Excerpt
[start]

- Born: 2 December 1861 Madison, Wisconsin
- Died: 19 May 1917 (aged 55) Chicago, Illinois
- Resting place: Rosehill Cemetery and Mausoleum, Chicago, Illinois
- Occupation: President of Standard Screw Company
- Spouse: Helen Snyder
- Children: Frederick Beverly Pearson, Beatrice Pearson
- Parent(s): Anna Wayles Hemings Jefferson, Albert Pearson

= Walter Beverly Pearson =

American businessman (1861–1917)

Walter Beverly Pearson (December 2, 1861 – May 19, 1917) was an American inventor, industrialist and president of the Standard Screw Company. It became known as Stanadyne Automotive Corporation.

He is the great-grandson of President Thomas Jefferson and his slave Sally Hemings, as he was a descendant of their son Eston Hemings.

==Early life and education==
Walter Pearson was born in Madison, Wisconsin during the American Civil War to Anna Wayles (Hemings) Jefferson (1837–1866) and her husband Albert T. Pearson (1829–1908) of New York state. Anna was a native of Virginia and the only surviving daughter of Eston Hemings Jefferson and his wife Julia Ann Isaacs. Albert worked as a carpenter in Madison; he served as a captain in the Union Army during the war. Walter had an older brother Fred and an older sister Julia. Their mother died prematurely, at the age of 30, when Walter was just four years old. The three children were educated in public schools.

Pearson's maternal grandfather Eston Hemings Jefferson was born into slavery at Monticello. Seven-eighths European in ancestry, he was legally white under Virginia law and freed in 1826 by the will of his master (and father) Thomas Jefferson. Julia Ann Isaacs, a free woman of color, was of African, European-American and German-Jewish descent. They moved their family from Ohio to Wisconsin in 1852 for added security after passage of the Fugitive Slave Act of 1850. Although all their family was free, slave catchers often kidnapped and enslaved free blacks in those years, as well as capturing fugitive slaves.

[end]

Data excerpt
[start]

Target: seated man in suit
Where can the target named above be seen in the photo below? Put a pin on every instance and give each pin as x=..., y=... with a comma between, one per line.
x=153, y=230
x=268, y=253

[end]

Given problem
Reproduce the part of the Walter Beverly Pearson biography above that runs between "- Born: 2 December" and "American businessman (1861–1917)", inclusive.

Solution to this exercise
- Born: 2 December 1861 Madison, Wisconsin
- Died: 19 May 1917 (aged 55) Chicago, Illinois
- Resting place: Rosehill Cemetery and Mausoleum, Chicago, Illinois
- Occupation: President of Standard Screw Company
- Spouse: Helen Snyder
- Children: Frederick Beverly Pearson, Beatrice Pearson
- Parent(s): Anna Wayles Hemings Jefferson, Albert Pearson

= Walter Beverly Pearson =

American businessman (1861–1917)